▸ Tugas Latihan 1: Menurut teks tentang berdebat di internet, apa hukum berdebat di forum umum yang bisa diakses semua orang tanpa moderasi?
▸ Tugas Latihan 2: Tuliskan kembali bagian teks tentang berdebat di internet mulai dari "Sehingga semua jenis" sampai dengan "manfaat bagi keimanan.", tanpa perubahan sedikit pun.
▸ Tugas Latihan 3: Teruskan teks tentang berdebat di internet, dimulai setelah kalimat terakhirnya.

▸ Teks yang Disediakan:
○ ○ ○ ○ ○
Sehingga semua jenis pendapat mulai dari yang benar dan salah bisa bercampur disitu dan tidak jarang terdapat makian, hasutan, penghinaan, provokasi dan lainnya yang jelas tidak akan membawa kebaikan dan manfaat bagi keimanan.

Disitu pula terkadang emosi yang banyak bermain, dan ini dilihat oleh banyak orang dan menimbulkan suatu preseden buruk. Dan jelas hal seperti ini menimbulkan mudharat dan haram hukumnya. Sedangkan kaidah fiqh menyatakan: “wasilah (sarana) yang bisa mengantarkan ke keharaman maka wasilah itu haram”. Maka berdebat di internet dalam forum-forum umum dan bisa diakses semua orang tanpa moderasi adalah haram.

Seperti yang terjadi disalah "satu Blog dan Akun Facebook(maupun Grub & Page) di dalam Status serta Note" sikap saudara2 kita sungguh sangat kita sayangkan…

Pendapat Imam Syafi'i:

"Saya hanyalah seorang manusia, terkadang salah, terkadang benar. Oleh karena itu, telitilah pendapatku. Bila sesuai dengan Al-Qur'an dan Sunnah, ambillah ; dan bila tidak sesuai dengan Al-Qur'an dan Sunnah, tinggalkanlah"

Maka kalau Tidak Sesuai Dalam Berdiskusi. Apabila Terjadi Saling Mengolok-Olok,.. Bagusnya Ditinggalkan,..Walaupun Anda Benar!!!
○ ○ ○ ○ ○
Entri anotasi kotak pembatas

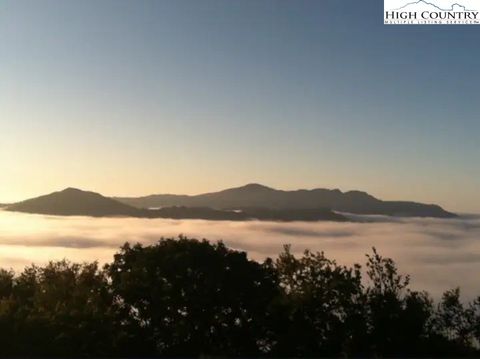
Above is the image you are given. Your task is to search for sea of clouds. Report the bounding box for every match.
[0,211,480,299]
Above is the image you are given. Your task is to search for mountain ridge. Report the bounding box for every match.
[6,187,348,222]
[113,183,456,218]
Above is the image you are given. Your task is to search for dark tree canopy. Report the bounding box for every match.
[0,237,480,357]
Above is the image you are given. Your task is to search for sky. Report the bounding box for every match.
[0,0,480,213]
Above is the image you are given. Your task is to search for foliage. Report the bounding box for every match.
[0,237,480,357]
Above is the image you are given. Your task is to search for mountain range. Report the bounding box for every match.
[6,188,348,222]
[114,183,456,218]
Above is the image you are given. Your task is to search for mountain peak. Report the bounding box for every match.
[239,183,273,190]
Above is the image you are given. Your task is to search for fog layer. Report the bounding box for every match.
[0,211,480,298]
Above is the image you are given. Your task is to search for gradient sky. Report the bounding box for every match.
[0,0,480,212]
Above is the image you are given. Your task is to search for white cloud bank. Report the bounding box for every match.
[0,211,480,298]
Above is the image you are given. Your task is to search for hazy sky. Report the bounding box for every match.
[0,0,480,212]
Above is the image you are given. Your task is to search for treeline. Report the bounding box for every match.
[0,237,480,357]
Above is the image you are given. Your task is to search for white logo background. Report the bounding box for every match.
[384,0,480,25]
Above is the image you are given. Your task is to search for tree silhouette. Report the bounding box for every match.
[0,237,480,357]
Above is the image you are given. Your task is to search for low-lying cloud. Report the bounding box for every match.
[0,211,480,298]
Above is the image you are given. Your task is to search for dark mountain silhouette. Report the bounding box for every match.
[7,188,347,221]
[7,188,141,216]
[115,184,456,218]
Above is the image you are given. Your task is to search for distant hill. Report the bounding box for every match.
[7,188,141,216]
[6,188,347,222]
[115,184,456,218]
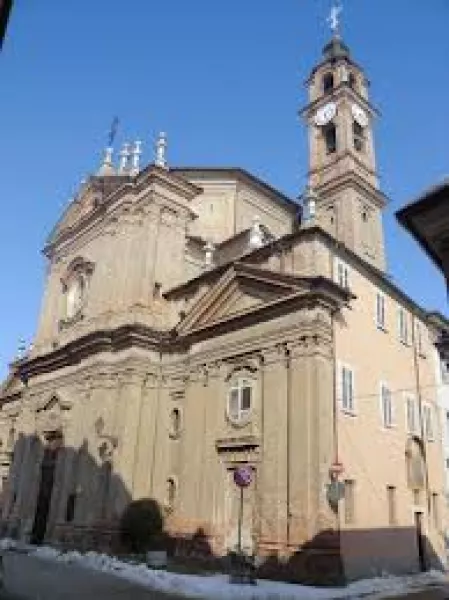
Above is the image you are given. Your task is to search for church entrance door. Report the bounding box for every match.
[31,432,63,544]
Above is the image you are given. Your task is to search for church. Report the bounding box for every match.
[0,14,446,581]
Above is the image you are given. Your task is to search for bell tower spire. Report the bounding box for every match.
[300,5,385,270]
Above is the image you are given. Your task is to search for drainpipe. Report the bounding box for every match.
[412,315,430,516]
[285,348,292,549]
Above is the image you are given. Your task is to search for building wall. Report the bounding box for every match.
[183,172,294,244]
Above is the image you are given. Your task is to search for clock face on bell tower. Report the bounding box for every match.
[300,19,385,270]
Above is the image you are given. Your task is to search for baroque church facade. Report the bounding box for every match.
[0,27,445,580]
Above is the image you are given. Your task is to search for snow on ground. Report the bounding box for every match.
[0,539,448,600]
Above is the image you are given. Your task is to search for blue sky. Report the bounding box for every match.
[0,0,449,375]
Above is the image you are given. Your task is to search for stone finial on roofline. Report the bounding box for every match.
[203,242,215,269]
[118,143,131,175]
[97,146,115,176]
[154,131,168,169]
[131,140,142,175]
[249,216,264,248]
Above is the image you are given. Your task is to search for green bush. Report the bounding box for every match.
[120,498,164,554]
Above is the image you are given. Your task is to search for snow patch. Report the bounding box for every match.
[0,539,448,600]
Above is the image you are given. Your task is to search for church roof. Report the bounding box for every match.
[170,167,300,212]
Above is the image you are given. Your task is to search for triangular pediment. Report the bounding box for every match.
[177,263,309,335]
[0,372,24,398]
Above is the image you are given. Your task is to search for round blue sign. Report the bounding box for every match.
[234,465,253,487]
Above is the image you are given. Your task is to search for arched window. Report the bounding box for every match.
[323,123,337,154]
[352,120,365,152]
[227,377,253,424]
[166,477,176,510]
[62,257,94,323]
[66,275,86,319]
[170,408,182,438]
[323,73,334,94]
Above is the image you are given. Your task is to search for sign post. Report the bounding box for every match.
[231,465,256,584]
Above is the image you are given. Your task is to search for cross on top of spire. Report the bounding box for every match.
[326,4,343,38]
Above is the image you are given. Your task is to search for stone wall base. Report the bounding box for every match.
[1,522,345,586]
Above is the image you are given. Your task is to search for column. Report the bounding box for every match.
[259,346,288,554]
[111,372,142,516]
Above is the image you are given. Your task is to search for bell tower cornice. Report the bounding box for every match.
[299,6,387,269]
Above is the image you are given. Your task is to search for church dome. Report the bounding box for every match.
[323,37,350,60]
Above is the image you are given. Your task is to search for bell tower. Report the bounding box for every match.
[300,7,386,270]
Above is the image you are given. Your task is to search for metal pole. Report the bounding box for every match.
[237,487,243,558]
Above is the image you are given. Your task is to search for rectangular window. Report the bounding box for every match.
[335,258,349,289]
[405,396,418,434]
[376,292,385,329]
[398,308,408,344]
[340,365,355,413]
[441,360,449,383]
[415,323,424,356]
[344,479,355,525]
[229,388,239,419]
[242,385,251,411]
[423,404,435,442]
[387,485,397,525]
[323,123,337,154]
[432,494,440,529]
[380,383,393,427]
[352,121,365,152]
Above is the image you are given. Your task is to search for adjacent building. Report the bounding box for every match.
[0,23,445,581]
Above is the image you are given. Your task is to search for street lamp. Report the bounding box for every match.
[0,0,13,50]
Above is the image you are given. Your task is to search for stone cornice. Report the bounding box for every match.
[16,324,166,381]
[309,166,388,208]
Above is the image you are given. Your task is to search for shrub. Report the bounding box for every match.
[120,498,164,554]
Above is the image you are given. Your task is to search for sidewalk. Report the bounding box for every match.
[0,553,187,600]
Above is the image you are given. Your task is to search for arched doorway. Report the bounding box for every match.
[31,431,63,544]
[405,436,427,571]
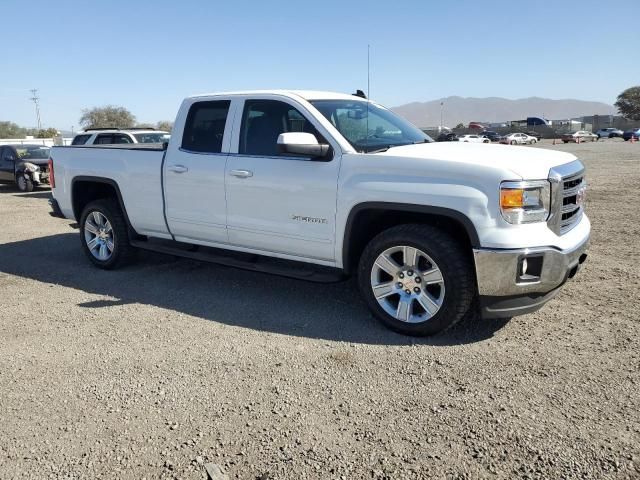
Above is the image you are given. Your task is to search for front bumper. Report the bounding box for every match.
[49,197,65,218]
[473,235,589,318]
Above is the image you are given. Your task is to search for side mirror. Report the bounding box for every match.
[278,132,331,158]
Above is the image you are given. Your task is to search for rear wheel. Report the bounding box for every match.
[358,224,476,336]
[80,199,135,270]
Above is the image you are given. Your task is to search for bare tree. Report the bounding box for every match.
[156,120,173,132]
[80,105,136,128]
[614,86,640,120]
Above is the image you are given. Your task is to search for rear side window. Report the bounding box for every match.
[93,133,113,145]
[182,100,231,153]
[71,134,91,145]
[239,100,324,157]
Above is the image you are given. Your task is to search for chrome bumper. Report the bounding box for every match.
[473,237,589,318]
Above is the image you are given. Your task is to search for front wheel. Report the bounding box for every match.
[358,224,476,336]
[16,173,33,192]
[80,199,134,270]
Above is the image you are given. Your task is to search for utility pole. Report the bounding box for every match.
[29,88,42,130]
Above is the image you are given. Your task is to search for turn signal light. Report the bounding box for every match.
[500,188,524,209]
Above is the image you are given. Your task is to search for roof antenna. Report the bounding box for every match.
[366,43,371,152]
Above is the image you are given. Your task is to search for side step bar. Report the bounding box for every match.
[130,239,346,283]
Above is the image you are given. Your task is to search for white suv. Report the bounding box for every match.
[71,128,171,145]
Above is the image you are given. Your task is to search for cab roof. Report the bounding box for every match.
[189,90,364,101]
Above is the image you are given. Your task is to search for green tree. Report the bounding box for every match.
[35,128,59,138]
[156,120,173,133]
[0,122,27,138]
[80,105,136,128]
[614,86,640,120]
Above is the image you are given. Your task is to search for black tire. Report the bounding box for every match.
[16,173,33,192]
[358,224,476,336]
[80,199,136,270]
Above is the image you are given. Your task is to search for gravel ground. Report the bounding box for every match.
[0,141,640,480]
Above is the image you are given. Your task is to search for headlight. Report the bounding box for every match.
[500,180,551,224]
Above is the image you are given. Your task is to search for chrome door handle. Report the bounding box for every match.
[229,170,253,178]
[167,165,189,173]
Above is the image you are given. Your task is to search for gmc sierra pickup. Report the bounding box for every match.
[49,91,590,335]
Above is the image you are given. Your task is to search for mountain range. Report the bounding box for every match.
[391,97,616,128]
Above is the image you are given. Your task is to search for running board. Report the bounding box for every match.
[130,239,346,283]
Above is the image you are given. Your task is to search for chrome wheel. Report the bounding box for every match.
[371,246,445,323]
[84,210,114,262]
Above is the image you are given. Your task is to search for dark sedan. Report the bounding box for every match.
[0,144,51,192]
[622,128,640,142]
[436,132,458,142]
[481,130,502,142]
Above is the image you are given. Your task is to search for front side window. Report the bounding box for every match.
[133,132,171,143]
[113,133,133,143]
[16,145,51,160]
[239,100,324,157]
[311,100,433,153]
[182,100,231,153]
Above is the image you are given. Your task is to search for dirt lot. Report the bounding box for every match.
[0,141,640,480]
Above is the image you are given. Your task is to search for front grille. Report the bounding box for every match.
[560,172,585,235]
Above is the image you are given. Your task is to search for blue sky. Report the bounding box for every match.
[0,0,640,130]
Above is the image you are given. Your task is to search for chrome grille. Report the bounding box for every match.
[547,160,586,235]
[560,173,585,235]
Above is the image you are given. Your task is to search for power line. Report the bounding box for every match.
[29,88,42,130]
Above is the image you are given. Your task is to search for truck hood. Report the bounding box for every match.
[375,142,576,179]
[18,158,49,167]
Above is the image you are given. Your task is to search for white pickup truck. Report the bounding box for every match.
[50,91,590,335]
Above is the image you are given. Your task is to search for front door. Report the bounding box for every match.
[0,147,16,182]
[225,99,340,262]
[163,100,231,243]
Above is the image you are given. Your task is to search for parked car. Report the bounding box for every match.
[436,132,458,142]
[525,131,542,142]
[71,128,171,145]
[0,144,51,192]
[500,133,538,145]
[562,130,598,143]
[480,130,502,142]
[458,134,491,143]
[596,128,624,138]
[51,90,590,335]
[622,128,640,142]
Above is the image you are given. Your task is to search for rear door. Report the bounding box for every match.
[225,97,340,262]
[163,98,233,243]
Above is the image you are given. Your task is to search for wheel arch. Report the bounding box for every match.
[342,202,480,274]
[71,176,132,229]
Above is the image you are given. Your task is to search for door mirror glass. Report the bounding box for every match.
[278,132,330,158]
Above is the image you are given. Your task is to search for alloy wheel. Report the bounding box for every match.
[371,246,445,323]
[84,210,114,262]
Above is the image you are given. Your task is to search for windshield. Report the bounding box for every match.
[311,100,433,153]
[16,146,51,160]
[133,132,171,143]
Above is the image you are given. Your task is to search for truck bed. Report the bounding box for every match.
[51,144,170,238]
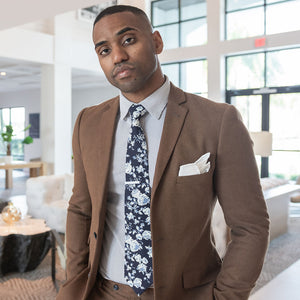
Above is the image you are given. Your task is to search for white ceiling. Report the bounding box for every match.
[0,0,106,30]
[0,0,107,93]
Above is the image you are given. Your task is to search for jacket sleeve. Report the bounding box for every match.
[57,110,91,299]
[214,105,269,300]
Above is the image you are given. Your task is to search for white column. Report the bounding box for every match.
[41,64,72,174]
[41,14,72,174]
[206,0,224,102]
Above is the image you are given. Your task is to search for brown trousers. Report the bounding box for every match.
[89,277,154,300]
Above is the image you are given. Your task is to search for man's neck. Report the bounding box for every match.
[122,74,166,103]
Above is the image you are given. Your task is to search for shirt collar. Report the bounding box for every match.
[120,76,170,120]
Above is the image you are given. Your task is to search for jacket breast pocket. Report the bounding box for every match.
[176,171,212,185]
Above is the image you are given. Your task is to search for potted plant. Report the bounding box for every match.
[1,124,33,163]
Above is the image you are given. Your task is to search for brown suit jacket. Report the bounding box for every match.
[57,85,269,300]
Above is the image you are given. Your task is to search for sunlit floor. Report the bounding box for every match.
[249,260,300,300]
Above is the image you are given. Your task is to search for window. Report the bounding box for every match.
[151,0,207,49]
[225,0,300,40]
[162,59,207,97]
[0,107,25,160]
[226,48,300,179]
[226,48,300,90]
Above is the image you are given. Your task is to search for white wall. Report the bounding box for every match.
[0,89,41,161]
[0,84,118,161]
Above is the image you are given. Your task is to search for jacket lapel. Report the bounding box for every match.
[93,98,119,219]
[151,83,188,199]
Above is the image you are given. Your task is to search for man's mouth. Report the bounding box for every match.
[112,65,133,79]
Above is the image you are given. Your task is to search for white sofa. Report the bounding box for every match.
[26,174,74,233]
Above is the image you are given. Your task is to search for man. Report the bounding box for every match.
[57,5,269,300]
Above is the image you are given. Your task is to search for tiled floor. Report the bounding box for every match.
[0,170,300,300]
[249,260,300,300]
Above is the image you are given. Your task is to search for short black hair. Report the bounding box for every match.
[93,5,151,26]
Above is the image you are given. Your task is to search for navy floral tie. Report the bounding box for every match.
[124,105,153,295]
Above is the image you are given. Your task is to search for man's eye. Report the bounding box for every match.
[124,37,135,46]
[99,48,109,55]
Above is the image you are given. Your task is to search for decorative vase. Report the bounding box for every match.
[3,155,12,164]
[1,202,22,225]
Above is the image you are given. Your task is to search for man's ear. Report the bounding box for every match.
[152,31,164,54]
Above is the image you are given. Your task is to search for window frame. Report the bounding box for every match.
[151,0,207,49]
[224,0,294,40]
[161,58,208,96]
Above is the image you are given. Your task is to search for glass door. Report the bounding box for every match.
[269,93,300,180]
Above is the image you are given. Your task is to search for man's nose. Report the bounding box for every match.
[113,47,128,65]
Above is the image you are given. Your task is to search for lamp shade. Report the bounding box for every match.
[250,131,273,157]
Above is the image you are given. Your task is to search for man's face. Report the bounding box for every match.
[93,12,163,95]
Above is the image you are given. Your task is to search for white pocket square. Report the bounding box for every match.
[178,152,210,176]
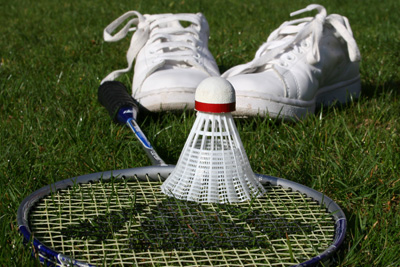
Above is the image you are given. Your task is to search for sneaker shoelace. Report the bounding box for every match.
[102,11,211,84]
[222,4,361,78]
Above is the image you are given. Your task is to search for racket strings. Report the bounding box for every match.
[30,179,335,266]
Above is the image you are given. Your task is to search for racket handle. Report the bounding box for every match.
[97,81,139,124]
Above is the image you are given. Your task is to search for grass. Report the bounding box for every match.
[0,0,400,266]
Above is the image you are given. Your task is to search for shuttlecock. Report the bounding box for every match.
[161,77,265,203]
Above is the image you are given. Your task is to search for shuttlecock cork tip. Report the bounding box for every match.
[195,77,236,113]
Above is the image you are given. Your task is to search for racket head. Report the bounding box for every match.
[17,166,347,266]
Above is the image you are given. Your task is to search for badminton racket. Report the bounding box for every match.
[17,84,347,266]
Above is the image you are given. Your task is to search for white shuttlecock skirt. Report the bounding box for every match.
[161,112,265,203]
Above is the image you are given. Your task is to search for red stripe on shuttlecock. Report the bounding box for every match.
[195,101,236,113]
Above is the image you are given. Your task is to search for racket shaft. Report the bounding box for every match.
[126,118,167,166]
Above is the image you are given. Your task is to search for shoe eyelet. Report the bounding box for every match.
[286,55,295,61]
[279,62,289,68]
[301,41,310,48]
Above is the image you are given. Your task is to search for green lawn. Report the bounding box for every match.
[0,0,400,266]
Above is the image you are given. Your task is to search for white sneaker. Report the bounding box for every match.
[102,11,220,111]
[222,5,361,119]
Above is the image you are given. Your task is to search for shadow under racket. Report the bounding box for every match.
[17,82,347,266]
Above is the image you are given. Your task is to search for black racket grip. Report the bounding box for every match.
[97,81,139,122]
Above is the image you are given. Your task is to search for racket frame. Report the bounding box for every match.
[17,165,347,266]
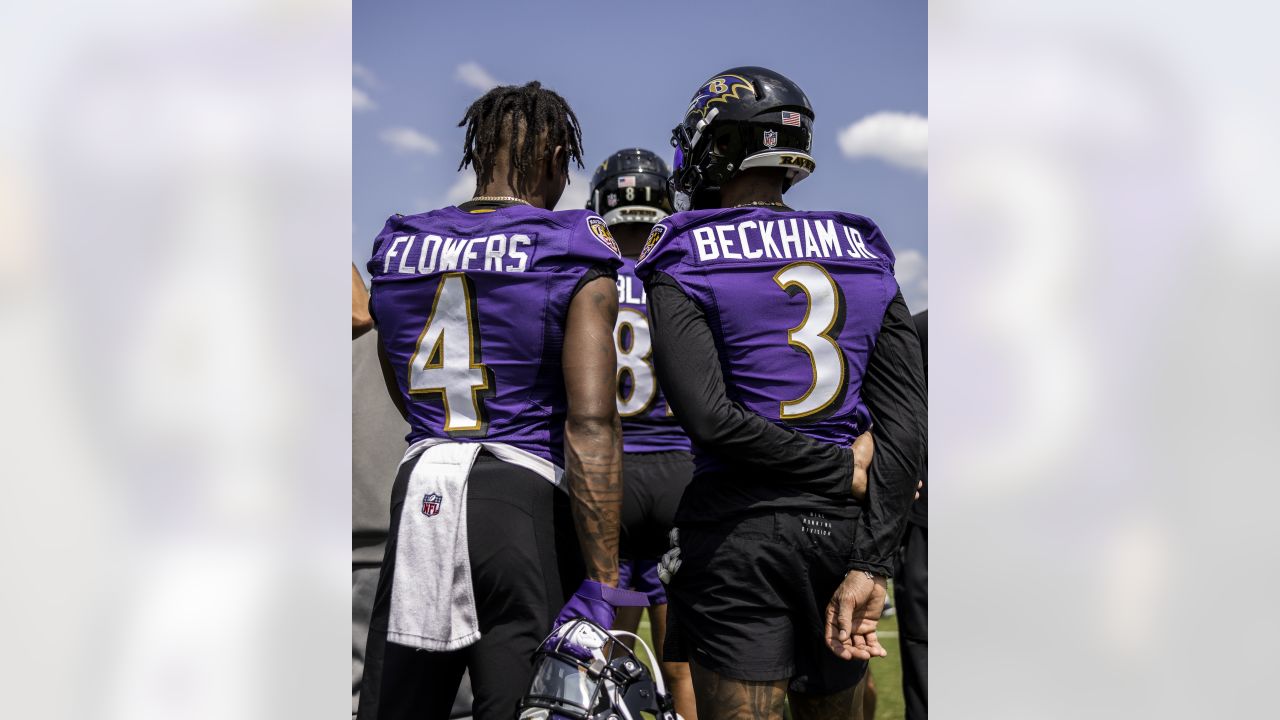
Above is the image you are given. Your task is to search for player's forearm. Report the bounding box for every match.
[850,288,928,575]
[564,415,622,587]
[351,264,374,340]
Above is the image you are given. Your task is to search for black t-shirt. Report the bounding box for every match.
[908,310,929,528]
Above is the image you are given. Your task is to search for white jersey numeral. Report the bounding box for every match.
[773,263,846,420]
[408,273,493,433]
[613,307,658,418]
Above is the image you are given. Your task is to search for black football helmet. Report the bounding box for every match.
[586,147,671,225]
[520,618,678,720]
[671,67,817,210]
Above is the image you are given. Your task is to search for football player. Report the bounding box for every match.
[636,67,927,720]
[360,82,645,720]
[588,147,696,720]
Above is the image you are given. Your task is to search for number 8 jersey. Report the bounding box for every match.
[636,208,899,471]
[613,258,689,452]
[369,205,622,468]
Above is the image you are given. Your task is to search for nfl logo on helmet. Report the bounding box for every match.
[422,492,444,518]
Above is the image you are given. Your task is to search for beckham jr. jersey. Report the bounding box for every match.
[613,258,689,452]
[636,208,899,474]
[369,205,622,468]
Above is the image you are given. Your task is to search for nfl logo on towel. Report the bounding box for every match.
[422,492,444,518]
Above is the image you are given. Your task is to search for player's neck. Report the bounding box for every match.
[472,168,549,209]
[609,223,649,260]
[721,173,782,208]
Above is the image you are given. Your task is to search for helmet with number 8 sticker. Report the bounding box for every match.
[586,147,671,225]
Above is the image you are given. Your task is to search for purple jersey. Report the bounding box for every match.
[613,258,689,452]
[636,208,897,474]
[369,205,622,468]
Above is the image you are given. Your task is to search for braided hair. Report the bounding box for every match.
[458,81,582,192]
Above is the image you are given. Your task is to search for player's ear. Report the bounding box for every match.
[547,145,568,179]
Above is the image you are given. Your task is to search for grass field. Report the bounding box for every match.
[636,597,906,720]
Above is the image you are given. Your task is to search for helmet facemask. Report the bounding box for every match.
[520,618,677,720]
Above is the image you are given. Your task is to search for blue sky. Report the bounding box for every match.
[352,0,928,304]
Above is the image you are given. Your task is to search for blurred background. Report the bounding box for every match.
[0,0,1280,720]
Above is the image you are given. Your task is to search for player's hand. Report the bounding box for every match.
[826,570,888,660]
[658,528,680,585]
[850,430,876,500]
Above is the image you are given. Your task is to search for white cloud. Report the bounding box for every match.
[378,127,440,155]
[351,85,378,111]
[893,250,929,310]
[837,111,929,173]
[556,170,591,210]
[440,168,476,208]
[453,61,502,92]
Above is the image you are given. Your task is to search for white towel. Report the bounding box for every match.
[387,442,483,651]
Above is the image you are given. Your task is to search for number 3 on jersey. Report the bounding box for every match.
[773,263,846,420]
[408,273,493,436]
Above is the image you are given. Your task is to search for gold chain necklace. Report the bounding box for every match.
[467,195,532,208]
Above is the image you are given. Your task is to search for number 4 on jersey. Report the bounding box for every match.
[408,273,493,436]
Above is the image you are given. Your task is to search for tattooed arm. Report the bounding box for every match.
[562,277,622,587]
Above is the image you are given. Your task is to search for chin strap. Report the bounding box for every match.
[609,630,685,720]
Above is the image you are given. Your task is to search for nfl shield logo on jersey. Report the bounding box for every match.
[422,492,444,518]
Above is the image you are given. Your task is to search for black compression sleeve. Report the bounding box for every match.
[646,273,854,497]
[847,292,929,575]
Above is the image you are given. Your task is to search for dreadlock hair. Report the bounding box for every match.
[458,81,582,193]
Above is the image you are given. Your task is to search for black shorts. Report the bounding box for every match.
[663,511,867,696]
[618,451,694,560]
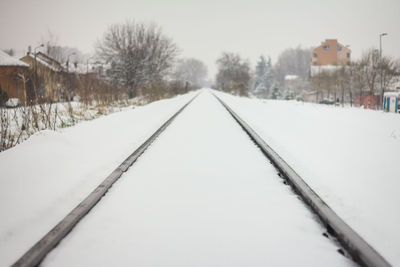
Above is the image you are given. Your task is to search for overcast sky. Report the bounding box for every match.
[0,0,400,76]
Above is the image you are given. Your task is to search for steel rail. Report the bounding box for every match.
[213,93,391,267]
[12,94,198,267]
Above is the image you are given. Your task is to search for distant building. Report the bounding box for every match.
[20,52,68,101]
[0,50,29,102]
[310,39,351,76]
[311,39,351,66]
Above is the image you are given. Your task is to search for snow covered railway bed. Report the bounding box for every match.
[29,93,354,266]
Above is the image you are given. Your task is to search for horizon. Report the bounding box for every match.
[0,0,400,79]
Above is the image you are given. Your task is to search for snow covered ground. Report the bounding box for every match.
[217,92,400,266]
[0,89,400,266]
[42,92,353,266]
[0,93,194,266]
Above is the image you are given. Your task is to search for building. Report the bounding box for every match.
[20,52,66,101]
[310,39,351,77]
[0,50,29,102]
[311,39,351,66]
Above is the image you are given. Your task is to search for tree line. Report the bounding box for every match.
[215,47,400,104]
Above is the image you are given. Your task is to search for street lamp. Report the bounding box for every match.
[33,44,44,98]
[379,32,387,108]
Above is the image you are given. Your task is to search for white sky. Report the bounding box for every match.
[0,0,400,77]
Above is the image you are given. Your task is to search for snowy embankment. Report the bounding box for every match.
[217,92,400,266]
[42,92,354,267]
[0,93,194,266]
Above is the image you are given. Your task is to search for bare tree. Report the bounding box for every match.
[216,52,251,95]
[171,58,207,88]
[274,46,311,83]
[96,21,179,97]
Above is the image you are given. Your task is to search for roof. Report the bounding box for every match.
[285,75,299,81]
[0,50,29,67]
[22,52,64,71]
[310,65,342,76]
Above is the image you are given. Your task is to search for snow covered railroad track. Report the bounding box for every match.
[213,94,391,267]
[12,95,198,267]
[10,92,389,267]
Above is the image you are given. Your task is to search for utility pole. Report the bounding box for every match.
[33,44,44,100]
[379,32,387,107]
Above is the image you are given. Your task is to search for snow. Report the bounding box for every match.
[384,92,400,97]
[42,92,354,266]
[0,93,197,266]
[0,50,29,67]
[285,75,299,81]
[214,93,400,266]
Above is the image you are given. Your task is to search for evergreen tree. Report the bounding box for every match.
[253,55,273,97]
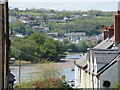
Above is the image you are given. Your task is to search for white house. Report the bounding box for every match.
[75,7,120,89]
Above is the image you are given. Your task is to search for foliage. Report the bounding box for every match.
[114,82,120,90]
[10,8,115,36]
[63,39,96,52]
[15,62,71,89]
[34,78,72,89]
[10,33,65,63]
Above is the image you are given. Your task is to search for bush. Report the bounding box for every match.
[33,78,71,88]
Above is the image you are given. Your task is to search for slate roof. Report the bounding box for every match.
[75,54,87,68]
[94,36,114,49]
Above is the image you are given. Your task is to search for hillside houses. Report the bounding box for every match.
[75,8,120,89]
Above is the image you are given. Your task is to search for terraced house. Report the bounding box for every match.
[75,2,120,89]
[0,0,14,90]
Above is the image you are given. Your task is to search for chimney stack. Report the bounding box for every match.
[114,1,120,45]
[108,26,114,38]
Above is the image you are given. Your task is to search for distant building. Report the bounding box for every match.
○ ○ ○ ○ ○
▸ Jawaban Tertulis 1: Berdebat di internet dalam forum umum yang bisa diakses semua orang tanpa moderasi hukumnya haram.

▸ Jawaban Tertulis 2:
Sehingga semua jenis pendapat mulai dari yang benar dan salah bisa bercampur disitu dan tidak jarang terdapat makian, hasutan, penghinaan, provokasi dan lainnya yang jelas tidak akan membawa kebaikan dan manfaat bagi keimanan.

▸ Jawaban Tertulis 3:
Allah berfirman:

"Hai orang-orang yang beriman janganlah suatu kaum mengolok-olok kaum yang lain (karena) boleh jadi mereka (yang diolok-olok) lebih baik dari mereka (yang mengolok-olok). Dan jangan pula wanita-wanita (mengolok-olok) wanita-wanita lain (karena) boleh jadi wanita-wanita yang diperolok-olokkan lebih baik dari wanita yang mengolok-olok. Dan janganlah kamu mencela dirimu sendiri dan janganlah kamu panggil memanggil dengan gelar yang buruk. Seburuk-buruk panggilan ialah (panggilan) yang buruk sesudah iman dan barangsiapa yang tidak bertaubat, maka mereka itulah orang-orang yang zhalim." (QS Hujurat:11)

Berdiskusilah dengan baik!

Bagaimana?

1. Jangan mencela

Hendaknya kita mengingat kembali nasehat Rasulullah shalallhu'alaihi wasallam:

"Setiap muslim itu saudara bagi muslim yang lain. Dia tidak akan menzhaliminya, menghinakannya, dan tidak pula meremehkannya. Keburukan seseorang itu diukur dari sejauh mana dia meremehkan saudaranya" (HR.Muslim dan lainnya)

Dalam hadist lain juga ditegaskan
"Mencela seorang muslim itu perbuatan fasiq sedangkan memeranginya adalah perbuatan kufur" (HR.Bukhari dan Muslim)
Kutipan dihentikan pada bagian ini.